**Yazılı Görev A:** Aşağıdaki seçilmiş metinde geçen "İtiraz konusu fıkra istinabe yoluyla dinlenme yönünden incelenmiştir." cümlesini İngilizceye çevirin.
--- Seçilmiş Metin ---
25. Maddenin (1) numaralı fıkrasında hastalık veya malullük veya giderilmesi olanağı bulunmayan başka bir nedenle bir tanık veya bilirkişinin uzun ve önceden bilinmeyen bir zaman için duruşmada hazır bulunmasının olanaklı olmayacağının anlaşılması durumunda yargılamaya bakan mahkemenin bu kişilerin naiple veya istinabe yoluyla dinlenmesine karar verebileceği belirtilmiştir. İtiraz konusu (2) numaralı fıkrada ise konutlarının yetkili mahkemenin yargı çevresi dışında bulunmasından dolayı getirilmesi zor olan tanık ve bilirkişinin dinlenmesinde de (1) numaralı fıkra çerçevesinde istinabe talebinde bulunulabileceği veya bu kişilerin naip tarafından dinlenebileceği düzenlenmiştir. İtiraz konusu fıkra istinabe yoluyla dinlenme yönünden incelenmiştir.
26. Ceza muhakemesinde hâkimin yargılamaya konu suçun işlenip işlenmediği hususunda bir kanaate ulaşması ancak delillerin duruşmada ortaya konulması ve tartışılması suretiyle gerçekleşebilmektedir. Nitekim Kanun’un 217. maddesinin (1) numaralı fıkrasında hâkimin, kararını ancak duruşmaya getirilmiş ve huzurunda tartışılmış delillere dayandırabileceği, bu delillerin hâkimin vicdani kanaatiyle, serbestçe takdir edileceği belirtilmiştir.
27. Kanun’un 209. maddesinin (1) numaralı fıkrasında da bu yönde düzenleme yapılmış, naip veya istinabe yoluyla sorgusu yapılan sanığa ait sorgu tutanaklarının, naip veya istinabe yoluyla dinlenen tanığın ifade tutanakları ile muayene ve keşif tutanakları gibi delil olarak kullanılacak belgelerin ve diğer yazıların, adli sicil özetlerinin, sanığın kişisel ve ekonomik durumuna ilişkin bilgilerin yer aldığı belgelerin duruşmada anlatılacağı öngörülmüştür. Anılan fıkrada yer alan “…naip…” ibaresinden sonra gelen “…veya istinabe…” ibaresi itiraz konusu diğer kuralı oluşturmaktadır.
2. İtirazın Gerekçesi
28. Başvuru kararlarında özetle; ceza muhakemesinde duruşmanın usuli bir işlem olmanın ötesinde yargılamanın özünü oluşturduğu, duruşmada hâkimin taraflar ve delillerle bizzat temas ederek uyuşmazlığı çözmesi gerektiği hâlde itiraz konusu kurallarla hâkimin delillerle doğrudan temasa geçmeden dolaylı olarak vardığı kanaate göre karar verdiği, özellikle tanıkların yargılamayı yürüten hâkim tarafından dinlenmesinin tanık beyanının güvenilirliği ve inandırıcılığı açısından önemli olduğu, dolayısıyla tanıkların duruşma öncesinde veya haricinde dinlenerek bu beyanlarının duruşmada okunmasının huzurda dinlenmeleriyle aynı sonucu doğurmayacağı belirtilerek kuralların Anayasa’nın 36. maddesine aykırı olduğu ileri sürülmüştür.
--- Veri Kümesi İçeriği ---
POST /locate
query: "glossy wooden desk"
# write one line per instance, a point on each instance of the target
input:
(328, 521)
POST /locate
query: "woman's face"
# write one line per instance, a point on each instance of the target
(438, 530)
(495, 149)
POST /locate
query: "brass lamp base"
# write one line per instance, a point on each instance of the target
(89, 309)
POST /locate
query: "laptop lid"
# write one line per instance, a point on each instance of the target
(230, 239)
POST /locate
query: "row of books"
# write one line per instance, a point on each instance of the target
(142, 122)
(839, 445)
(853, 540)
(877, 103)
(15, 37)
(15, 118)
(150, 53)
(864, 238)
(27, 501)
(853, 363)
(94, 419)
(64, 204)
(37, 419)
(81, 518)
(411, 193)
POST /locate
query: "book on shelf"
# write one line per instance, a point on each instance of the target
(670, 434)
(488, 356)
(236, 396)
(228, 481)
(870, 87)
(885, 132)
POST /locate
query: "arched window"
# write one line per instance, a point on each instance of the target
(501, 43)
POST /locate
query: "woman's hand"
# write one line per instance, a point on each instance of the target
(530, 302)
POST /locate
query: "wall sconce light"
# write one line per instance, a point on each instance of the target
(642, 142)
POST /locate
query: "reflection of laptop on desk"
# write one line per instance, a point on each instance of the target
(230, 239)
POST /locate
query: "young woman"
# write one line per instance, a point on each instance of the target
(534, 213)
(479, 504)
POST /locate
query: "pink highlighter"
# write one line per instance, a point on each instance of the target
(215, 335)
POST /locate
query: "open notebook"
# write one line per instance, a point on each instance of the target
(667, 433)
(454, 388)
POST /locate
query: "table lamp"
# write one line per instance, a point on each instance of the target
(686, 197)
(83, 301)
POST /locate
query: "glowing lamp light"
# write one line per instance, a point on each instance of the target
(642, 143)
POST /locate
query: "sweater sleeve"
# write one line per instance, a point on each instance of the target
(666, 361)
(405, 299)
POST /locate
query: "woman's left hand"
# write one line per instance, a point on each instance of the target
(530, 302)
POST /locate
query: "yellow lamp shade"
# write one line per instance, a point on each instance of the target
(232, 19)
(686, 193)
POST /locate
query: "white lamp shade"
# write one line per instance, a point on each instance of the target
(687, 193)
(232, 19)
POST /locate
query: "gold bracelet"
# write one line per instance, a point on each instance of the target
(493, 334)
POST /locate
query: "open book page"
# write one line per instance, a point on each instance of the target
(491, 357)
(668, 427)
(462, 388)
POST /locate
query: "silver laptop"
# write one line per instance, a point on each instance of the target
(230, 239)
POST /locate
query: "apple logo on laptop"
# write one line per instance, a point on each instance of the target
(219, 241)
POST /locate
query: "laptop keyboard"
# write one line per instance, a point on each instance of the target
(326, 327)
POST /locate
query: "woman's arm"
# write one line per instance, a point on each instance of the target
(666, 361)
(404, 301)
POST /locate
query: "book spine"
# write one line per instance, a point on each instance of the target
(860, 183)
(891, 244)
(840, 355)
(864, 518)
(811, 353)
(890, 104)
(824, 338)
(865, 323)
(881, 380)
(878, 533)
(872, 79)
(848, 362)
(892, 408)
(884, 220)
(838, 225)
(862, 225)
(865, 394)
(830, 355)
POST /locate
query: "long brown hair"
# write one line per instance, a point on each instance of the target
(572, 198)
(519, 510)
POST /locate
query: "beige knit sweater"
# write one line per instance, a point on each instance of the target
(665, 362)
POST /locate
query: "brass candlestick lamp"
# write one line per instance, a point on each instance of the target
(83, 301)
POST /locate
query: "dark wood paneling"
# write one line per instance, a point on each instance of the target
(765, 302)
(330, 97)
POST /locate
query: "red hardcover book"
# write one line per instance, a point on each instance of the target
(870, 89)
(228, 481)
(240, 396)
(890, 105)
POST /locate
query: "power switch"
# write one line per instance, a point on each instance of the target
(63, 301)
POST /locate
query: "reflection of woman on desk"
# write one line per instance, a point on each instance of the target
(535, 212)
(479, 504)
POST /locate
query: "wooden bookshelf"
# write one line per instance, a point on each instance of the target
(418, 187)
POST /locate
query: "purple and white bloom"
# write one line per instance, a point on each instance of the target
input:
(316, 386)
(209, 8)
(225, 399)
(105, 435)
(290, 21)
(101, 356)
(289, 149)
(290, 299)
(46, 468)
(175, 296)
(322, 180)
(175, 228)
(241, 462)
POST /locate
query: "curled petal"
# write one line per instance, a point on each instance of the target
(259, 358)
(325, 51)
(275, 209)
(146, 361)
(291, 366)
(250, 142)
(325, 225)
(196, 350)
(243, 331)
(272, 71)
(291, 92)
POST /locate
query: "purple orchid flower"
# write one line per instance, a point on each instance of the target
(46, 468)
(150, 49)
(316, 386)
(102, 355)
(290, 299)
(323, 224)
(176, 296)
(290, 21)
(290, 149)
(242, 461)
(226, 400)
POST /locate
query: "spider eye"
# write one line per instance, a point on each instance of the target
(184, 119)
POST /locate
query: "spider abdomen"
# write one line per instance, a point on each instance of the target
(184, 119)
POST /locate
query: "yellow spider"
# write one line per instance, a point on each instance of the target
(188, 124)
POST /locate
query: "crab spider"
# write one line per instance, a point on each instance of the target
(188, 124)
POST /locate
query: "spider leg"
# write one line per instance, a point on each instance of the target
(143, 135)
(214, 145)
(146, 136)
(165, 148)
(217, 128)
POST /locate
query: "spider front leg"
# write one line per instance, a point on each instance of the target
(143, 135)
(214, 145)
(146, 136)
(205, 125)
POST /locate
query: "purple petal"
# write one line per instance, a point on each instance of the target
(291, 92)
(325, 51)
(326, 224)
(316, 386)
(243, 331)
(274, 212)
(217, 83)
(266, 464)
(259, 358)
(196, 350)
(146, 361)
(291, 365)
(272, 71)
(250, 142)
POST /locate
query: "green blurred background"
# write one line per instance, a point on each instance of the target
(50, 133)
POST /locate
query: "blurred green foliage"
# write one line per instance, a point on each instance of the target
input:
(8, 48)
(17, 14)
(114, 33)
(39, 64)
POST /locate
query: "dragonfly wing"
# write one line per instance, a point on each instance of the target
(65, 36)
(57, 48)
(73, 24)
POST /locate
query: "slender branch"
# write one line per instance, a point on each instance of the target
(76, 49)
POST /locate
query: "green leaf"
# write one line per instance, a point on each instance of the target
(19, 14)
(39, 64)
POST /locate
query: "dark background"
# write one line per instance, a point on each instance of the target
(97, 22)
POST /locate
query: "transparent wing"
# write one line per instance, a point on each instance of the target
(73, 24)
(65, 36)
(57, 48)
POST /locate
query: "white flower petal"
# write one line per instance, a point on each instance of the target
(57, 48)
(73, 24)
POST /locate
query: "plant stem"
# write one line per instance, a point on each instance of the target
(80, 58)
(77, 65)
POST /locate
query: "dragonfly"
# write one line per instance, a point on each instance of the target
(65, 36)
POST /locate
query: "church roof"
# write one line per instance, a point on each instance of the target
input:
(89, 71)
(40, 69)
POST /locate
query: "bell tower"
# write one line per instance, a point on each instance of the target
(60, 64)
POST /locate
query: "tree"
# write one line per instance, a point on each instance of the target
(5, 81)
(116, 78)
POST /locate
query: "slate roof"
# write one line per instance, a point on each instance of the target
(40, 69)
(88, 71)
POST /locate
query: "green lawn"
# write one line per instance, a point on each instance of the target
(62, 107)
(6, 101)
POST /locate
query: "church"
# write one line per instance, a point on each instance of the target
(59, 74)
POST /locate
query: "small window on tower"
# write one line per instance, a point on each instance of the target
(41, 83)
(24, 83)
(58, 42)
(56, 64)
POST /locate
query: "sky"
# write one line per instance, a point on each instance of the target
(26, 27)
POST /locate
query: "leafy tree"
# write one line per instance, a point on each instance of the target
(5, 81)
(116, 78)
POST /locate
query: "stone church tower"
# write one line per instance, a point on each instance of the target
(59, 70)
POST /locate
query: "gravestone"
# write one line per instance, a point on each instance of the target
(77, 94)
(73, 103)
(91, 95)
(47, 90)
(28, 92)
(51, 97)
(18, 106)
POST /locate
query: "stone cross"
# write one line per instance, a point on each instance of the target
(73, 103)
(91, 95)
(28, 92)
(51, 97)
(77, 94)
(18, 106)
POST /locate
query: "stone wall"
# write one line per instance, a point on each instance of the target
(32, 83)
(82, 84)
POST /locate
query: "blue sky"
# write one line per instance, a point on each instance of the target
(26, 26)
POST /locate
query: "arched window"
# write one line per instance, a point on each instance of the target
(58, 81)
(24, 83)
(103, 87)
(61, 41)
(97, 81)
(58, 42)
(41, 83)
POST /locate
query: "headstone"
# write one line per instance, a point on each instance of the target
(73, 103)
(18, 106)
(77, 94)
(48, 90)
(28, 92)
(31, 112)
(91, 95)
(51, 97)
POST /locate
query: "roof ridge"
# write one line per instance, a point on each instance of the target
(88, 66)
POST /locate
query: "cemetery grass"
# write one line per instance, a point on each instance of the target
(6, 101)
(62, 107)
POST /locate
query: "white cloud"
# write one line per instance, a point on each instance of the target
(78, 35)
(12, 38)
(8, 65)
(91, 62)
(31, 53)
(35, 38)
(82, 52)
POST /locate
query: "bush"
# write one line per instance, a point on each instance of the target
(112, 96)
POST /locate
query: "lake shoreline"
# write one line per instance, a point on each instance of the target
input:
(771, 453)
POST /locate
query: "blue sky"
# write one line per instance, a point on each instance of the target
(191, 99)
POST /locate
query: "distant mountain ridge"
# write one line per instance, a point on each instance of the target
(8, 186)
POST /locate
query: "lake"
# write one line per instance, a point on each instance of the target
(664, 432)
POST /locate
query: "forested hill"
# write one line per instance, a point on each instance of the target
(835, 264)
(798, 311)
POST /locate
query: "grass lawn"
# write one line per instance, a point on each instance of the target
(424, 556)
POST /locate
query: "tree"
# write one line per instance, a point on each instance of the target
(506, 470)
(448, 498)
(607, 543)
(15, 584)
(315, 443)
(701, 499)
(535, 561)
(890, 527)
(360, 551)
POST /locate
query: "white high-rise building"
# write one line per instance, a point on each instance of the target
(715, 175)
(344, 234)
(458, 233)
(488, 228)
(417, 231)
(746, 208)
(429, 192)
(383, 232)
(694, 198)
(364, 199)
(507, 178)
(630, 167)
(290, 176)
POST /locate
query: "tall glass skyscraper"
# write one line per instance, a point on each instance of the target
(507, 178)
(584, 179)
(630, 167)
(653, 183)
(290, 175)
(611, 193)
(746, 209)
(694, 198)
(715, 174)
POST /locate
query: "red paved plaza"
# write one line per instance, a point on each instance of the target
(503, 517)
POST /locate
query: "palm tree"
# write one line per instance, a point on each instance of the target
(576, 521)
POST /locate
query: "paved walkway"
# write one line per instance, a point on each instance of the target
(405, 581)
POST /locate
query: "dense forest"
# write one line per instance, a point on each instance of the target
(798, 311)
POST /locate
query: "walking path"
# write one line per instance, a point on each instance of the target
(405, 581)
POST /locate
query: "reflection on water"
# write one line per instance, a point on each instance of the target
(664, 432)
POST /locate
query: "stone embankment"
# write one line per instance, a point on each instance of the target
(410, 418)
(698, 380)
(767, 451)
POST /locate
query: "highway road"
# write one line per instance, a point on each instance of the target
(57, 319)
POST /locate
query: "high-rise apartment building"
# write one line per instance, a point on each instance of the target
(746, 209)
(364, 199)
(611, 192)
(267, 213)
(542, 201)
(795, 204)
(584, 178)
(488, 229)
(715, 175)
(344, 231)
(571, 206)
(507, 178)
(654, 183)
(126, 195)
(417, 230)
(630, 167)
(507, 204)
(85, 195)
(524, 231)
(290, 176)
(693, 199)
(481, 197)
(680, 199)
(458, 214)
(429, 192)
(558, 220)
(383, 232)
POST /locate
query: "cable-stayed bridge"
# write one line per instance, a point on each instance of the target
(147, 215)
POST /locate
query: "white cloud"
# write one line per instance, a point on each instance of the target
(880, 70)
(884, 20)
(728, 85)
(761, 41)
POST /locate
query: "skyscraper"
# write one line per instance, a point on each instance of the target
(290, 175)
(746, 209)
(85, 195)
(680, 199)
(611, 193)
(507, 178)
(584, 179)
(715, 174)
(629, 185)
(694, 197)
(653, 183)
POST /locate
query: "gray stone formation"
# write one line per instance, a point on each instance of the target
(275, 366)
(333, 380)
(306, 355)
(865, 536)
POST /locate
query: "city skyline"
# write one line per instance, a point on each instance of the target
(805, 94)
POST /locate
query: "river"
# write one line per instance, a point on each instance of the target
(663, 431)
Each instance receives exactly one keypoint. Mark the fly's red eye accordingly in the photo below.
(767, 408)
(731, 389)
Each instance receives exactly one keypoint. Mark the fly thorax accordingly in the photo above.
---
**Yazılı Görev B:** Yukarıdaki kayıtlarda "Each instance receives exactly one keypoint. Mark the fly's" ifadesini içeren satırdan başlayıp kayıtların sonunda biten satırları, iki uç da dahil olmak üzere, lütfen olduğu gibi tekrar yazın. Yalnızca bu satırları verin.

**Çözüm A:** The contested paragraph was examined with respect to hearing by way of letters rogatory.

**Çözüm B:**
Each instance receives exactly one keypoint. Mark the fly's red eye accordingly in the photo below.
(767, 408)
(731, 389)
Each instance receives exactly one keypoint. Mark the fly thorax accordingly in the photo above.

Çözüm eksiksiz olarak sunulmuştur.